» **Directive**: Your task is to copy the lines from the line containing "In this picture, where can the woman in teal" through the end of the listing below, both included, without any pictures.

╭─ Data listing

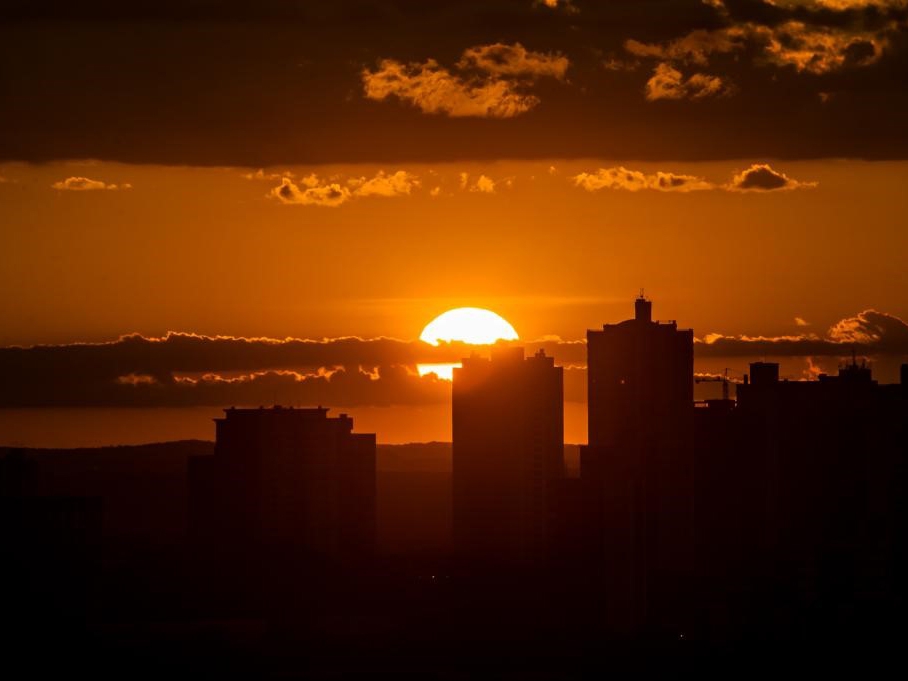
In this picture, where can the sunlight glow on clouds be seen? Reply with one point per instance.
(81, 184)
(488, 86)
(314, 191)
(668, 82)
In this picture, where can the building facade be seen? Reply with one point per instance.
(293, 480)
(508, 454)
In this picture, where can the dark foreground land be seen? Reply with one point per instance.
(123, 592)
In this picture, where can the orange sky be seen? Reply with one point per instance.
(331, 174)
(206, 251)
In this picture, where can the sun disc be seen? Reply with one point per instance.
(473, 325)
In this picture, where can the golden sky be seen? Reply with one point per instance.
(329, 174)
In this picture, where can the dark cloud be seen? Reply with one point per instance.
(182, 369)
(869, 333)
(761, 177)
(83, 184)
(274, 83)
(193, 370)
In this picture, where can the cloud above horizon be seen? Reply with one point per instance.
(83, 184)
(759, 177)
(491, 82)
(315, 191)
(183, 369)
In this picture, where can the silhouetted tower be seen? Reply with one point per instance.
(635, 472)
(508, 453)
(287, 479)
(640, 376)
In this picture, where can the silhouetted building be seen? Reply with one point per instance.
(508, 454)
(832, 503)
(288, 479)
(635, 472)
(50, 552)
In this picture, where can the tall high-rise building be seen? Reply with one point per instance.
(288, 479)
(508, 454)
(635, 472)
(640, 375)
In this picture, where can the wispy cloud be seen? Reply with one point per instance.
(331, 193)
(633, 180)
(668, 82)
(759, 177)
(81, 184)
(491, 81)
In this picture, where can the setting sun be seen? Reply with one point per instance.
(470, 325)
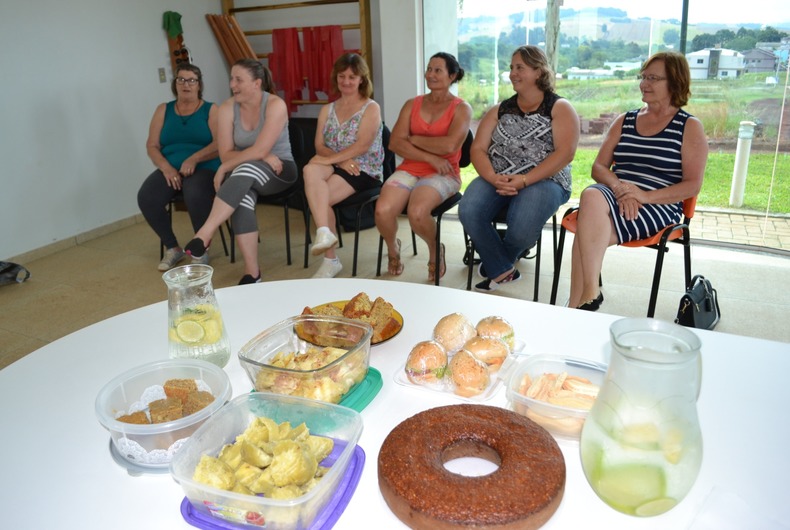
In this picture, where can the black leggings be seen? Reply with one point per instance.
(155, 194)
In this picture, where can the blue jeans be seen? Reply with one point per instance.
(527, 212)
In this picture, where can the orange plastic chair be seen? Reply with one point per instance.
(679, 233)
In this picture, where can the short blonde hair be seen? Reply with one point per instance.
(357, 65)
(678, 76)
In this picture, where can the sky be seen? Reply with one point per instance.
(714, 11)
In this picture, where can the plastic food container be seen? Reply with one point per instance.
(342, 424)
(329, 356)
(153, 445)
(556, 411)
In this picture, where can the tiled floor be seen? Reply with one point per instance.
(102, 277)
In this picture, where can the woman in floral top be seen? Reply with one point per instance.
(349, 155)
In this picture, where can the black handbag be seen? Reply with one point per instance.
(699, 307)
(12, 273)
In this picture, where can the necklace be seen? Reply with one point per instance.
(186, 117)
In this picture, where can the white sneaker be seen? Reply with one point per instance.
(171, 257)
(328, 269)
(324, 240)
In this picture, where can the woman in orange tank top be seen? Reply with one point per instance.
(428, 136)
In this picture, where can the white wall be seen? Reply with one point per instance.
(79, 86)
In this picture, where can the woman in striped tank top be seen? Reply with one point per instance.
(651, 160)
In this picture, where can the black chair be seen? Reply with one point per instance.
(357, 202)
(437, 212)
(301, 132)
(499, 221)
(177, 202)
(678, 233)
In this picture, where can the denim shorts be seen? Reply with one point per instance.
(445, 185)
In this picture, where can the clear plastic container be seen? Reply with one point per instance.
(153, 445)
(341, 424)
(563, 422)
(305, 335)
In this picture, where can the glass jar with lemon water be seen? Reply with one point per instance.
(195, 326)
(641, 445)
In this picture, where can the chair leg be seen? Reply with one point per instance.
(537, 270)
(356, 241)
(651, 306)
(438, 258)
(470, 246)
(222, 238)
(287, 232)
(307, 238)
(687, 255)
(557, 266)
(381, 253)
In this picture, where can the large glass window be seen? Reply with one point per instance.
(739, 60)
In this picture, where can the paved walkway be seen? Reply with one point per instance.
(735, 227)
(742, 228)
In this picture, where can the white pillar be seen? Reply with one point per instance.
(745, 135)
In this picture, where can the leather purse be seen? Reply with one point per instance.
(699, 307)
(12, 273)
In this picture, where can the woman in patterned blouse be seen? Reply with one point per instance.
(522, 151)
(650, 161)
(349, 154)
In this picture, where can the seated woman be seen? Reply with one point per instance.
(255, 149)
(349, 154)
(522, 151)
(651, 160)
(428, 135)
(181, 144)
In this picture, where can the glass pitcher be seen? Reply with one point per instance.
(195, 327)
(641, 445)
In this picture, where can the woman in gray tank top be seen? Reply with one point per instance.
(256, 160)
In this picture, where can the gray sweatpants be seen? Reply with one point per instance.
(249, 180)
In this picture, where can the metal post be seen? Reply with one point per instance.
(745, 135)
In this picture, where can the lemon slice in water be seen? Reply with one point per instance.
(190, 331)
(655, 507)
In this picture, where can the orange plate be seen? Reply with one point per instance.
(340, 304)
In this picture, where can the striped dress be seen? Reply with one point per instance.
(650, 163)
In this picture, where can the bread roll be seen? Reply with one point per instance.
(452, 331)
(427, 362)
(497, 327)
(490, 350)
(470, 376)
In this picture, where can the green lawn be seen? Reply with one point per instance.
(718, 180)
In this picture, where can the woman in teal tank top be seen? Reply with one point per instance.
(181, 145)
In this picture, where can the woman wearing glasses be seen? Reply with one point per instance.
(253, 143)
(651, 160)
(181, 144)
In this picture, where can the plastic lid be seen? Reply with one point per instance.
(326, 518)
(363, 393)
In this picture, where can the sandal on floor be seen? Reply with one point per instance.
(394, 264)
(196, 248)
(442, 266)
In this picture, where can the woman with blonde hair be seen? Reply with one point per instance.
(522, 151)
(652, 159)
(256, 160)
(349, 154)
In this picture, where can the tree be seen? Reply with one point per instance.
(672, 37)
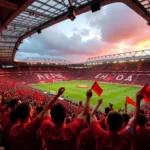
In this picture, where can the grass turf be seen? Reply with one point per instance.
(113, 93)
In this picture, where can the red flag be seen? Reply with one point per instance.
(20, 93)
(14, 83)
(146, 93)
(130, 101)
(28, 92)
(36, 95)
(97, 89)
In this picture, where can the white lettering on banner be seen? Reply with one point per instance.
(129, 78)
(40, 76)
(52, 75)
(60, 76)
(97, 76)
(103, 76)
(47, 76)
(119, 77)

╰─

» **Exercise solution**:
In this picture, where can the woman in teal tank top be seen? Reply with one point per instance.
(181, 145)
In this picture, where can the woman wearing glasses be seen? Reply with one point per instance.
(253, 143)
(651, 160)
(181, 144)
In this picture, where can the plastic lid be seen? Reply with one point per instance.
(326, 518)
(363, 393)
In this picture, where can the sandal on floor be seen? Reply with one point per instance.
(394, 264)
(196, 248)
(442, 266)
In this picture, where can the woman with blonde hair be seen? Reply with one point per instance.
(522, 151)
(652, 159)
(256, 160)
(349, 154)
In this picture, where can the tree be seen? Reply with one point per instance.
(672, 37)
In this picture, where can the grass turf be seen? Reply with one point per instance.
(113, 93)
In this picture, where can the red flag be seen? Reply with one point per instance.
(20, 93)
(14, 83)
(146, 93)
(130, 101)
(28, 92)
(36, 95)
(97, 89)
In this picture, where can the white lettering on banner be seen? Reply with one point per instance.
(129, 78)
(40, 76)
(52, 75)
(60, 76)
(97, 76)
(103, 76)
(47, 76)
(119, 77)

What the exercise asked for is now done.